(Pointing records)

>>>>>

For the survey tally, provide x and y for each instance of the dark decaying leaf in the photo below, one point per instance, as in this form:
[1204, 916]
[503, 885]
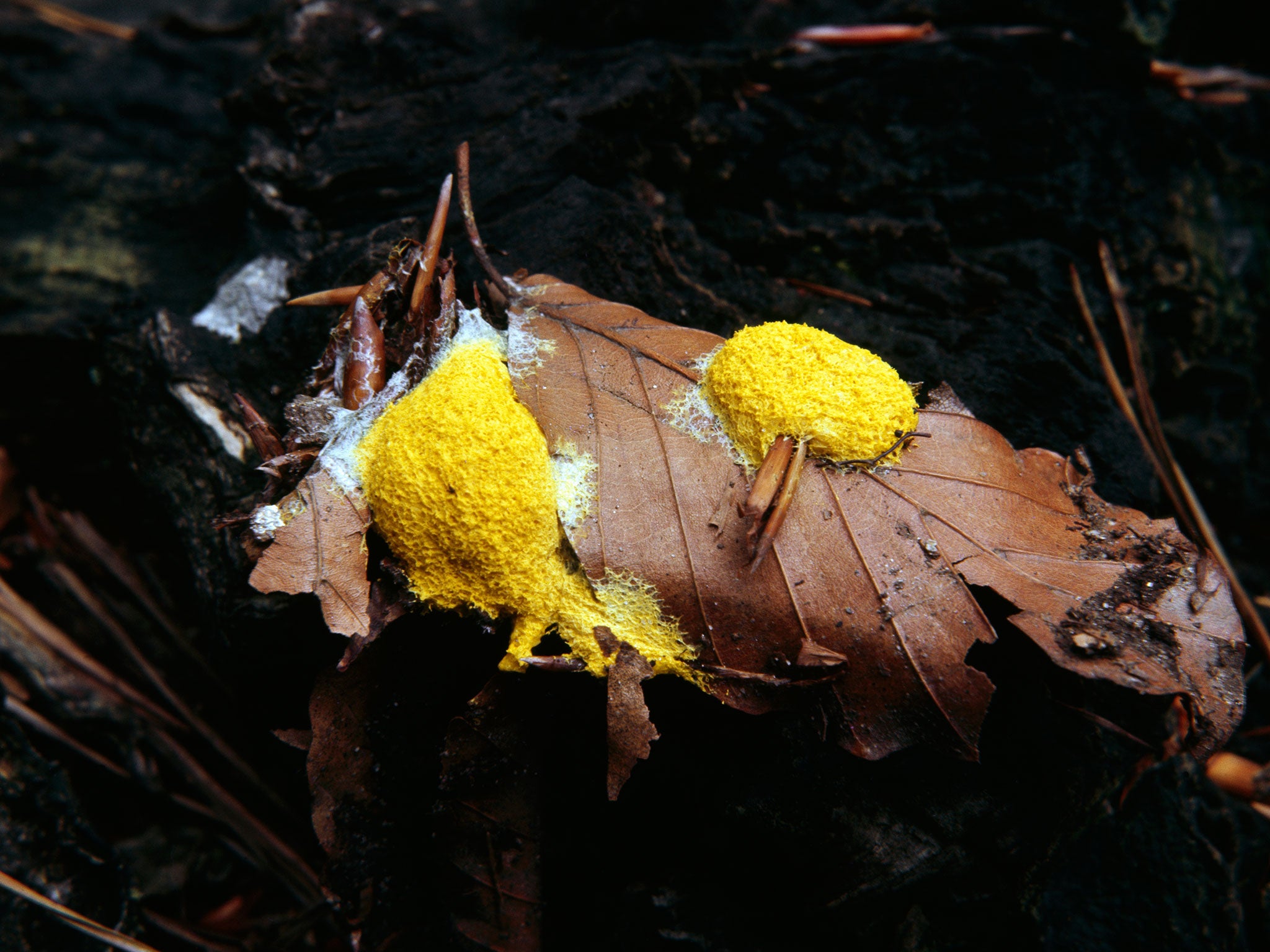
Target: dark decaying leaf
[630, 731]
[873, 566]
[489, 821]
[322, 550]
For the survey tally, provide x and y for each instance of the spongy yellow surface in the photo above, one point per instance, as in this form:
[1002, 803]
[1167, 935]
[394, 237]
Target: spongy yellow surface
[460, 484]
[791, 380]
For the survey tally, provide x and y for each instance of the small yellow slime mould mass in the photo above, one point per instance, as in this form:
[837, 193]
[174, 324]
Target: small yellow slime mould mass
[797, 381]
[460, 485]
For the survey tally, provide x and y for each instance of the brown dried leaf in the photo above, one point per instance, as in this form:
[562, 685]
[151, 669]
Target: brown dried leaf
[871, 566]
[322, 550]
[630, 731]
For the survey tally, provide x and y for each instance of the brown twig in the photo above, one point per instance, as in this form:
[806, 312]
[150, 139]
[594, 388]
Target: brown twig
[75, 22]
[865, 33]
[1122, 399]
[265, 438]
[63, 575]
[432, 248]
[109, 558]
[768, 480]
[55, 640]
[260, 840]
[783, 505]
[365, 372]
[69, 917]
[187, 933]
[38, 723]
[826, 291]
[332, 298]
[465, 202]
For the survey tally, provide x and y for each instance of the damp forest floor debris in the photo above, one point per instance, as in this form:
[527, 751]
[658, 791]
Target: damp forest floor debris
[918, 192]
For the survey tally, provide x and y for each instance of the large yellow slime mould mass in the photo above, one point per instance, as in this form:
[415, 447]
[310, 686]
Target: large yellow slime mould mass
[460, 484]
[791, 380]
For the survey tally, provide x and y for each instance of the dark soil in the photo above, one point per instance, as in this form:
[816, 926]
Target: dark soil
[683, 159]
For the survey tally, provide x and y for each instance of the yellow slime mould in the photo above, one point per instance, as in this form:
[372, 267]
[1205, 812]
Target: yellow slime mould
[460, 483]
[791, 380]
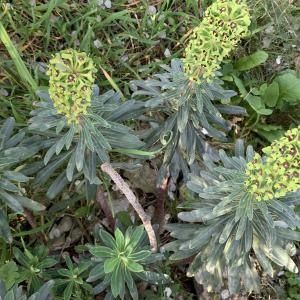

<<<<<

Could you replace "survey tally" with "field count" throughout the rows above and write them all out again, leaving the pictures out?

For the field count, provide x and y for each instance of the dark decaying leaf in the photo below, one point per instance, as in this form:
[1204, 916]
[503, 885]
Target: dark decaying leaf
[630, 731]
[873, 566]
[489, 821]
[322, 550]
For the field count, provide x and y for each instance of the spongy yellow surface in the photo above, one point per instance, as in this form:
[1002, 803]
[1167, 935]
[394, 237]
Target: spongy yellow surface
[460, 484]
[791, 380]
For the field count, provide x and y for each instance of the small yellow slime mould mass in the photo above, one point per instance, as in this form:
[837, 193]
[174, 324]
Target: small yellow slime mould mass
[797, 381]
[460, 485]
For the field count, provide x and y for each instance of the brown dried leaf in the photo above, one point per instance, as in this form:
[562, 685]
[151, 669]
Target: brown dried leaf
[871, 566]
[322, 550]
[630, 731]
For the field count, provide x and y for each instance of the brown twig in the photo above, one point per instance, as in this form:
[806, 312]
[150, 139]
[594, 388]
Target: brown twig
[75, 22]
[865, 33]
[1122, 399]
[265, 438]
[63, 575]
[432, 248]
[109, 558]
[768, 480]
[55, 640]
[260, 840]
[783, 505]
[365, 372]
[69, 917]
[187, 933]
[38, 723]
[826, 291]
[332, 298]
[465, 202]
For the field count, provide x and y for each instance of the damp forest floor debris in the photo above, one point per instance, as in this form:
[527, 751]
[658, 791]
Target: damp forest floor debris
[918, 192]
For the field count, provide x and y for each instance of the large yellow slime mould mass in the photo above, one point per instance, as in this form:
[415, 447]
[310, 686]
Target: large yellow slime mould mass
[460, 484]
[791, 380]
For the field count, provide x and y for each instance of the dark soil in the photo above, one point per instance, as in this form:
[816, 926]
Target: dark soil
[683, 159]
For the field count, provide x and y for each instance of the yellow slime mould in the photo above, one point per instance, as in this form:
[372, 267]
[1205, 812]
Target: yellow slime mould
[460, 483]
[791, 380]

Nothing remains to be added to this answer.